**Extrait du document:**
Des soldats bien indélicats

Publié le 26 juin 2005 Lecture : 2 minutes.

Reconnus coupables de vol, huit soldats de l’opération Licorne, la force française d’interposition en Côte d’Ivoire, ont été condamnés, le 21 juin, à un an de prison ferme par le tribunal aux armées de Paris. Quatre autres ont écopé de peines allant de deux à quatre mois de prison pour recel. Âgés de 22 à 35 ans, ces hommes du rang étaient poursuivis pour s’être servis dans les coffres d’une banque qu’ils étaient chargés de surveiller, à Man, dans l’ouest de la Côte d’Ivoire, à 570 km d’Abidjan.

**Entrées de données:**
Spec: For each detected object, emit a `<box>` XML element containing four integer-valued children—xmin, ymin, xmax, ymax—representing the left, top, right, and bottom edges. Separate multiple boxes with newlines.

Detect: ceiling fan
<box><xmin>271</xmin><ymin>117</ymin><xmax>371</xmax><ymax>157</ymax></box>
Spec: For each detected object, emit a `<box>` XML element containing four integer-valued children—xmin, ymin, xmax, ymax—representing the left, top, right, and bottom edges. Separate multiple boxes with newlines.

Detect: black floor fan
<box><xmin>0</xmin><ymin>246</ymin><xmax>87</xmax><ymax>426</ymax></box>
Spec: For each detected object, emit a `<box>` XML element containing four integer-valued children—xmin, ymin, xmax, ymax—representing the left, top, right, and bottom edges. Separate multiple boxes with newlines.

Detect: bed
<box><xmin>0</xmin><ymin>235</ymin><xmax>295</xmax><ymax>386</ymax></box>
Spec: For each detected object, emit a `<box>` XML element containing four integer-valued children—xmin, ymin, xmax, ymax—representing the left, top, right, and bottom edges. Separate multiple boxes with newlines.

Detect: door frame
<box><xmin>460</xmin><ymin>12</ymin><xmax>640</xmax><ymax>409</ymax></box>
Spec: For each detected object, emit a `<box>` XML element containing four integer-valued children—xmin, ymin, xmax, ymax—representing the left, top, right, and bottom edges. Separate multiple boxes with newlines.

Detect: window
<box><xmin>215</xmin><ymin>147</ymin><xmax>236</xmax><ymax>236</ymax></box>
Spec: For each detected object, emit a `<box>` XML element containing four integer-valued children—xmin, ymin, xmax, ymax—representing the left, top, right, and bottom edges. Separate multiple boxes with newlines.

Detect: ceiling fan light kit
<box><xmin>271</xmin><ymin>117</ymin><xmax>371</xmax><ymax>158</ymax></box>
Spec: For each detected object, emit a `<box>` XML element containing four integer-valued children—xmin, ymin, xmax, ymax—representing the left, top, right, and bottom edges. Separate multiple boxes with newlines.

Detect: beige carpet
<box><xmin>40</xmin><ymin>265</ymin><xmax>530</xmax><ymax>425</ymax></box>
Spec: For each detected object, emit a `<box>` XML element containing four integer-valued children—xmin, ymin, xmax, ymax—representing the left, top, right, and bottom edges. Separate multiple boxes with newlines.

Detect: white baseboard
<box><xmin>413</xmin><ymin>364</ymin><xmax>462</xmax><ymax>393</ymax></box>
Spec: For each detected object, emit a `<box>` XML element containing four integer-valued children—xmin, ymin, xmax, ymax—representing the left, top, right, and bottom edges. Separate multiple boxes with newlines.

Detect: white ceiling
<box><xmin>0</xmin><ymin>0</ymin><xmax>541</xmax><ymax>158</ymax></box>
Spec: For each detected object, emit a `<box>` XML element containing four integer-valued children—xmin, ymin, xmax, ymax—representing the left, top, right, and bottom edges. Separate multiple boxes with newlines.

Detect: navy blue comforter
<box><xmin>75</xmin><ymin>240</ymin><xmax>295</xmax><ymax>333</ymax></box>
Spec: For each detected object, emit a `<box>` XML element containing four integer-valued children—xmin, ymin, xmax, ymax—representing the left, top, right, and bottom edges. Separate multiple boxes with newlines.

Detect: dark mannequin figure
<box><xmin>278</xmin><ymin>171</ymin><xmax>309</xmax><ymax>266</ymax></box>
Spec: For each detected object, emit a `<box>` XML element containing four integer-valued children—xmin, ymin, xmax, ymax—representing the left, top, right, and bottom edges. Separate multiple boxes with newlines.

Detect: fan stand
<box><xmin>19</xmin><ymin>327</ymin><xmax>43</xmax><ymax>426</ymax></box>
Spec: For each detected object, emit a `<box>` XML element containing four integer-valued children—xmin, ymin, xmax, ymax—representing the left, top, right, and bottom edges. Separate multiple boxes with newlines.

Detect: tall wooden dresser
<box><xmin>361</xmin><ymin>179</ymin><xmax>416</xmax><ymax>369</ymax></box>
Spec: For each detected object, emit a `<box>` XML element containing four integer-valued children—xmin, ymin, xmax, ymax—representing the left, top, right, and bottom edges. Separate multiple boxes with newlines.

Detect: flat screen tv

**Objectif visé 1:**
Répondez aux questions suivantes sur l'article consacré aux soldats condamnés :
(a) À quelle date l'article a-t-il été publié ?
(b) Combien de soldats ont été condamnés à un an de prison ferme ?
(c) Dans quelle ville se trouvait la banque qu'ils devaient surveiller ?
**Objectif visé 2:**
Dans l'article consacré aux soldats condamnés, reprenez le passage qui commence par "Reconnus coupables de" et se poursuit jusqu'à "570 km d’Abidjan.", en substituant "agence bancaire" à "banque".

**Solution proposée 1:**
(a) Le 26 juin 2005.
(b) Huit soldats.
(c) À Man.

**Solution proposée 2:**
Reconnus coupables de vol, huit soldats de l’opération Licorne, la force française d’interposition en Côte d’Ivoire, ont été condamnés, le 21 juin, à un an de prison ferme par le tribunal aux armées de Paris. Quatre autres ont écopé de peines allant de deux à quatre mois de prison pour recel. Âgés de 22 à 35 ans, ces hommes du rang étaient poursuivis pour s’être servis dans les coffres d’une agence bancaire qu’ils étaient chargés de surveiller, à Man, dans l’ouest de la Côte d’Ivoire, à 570 km d’Abidjan.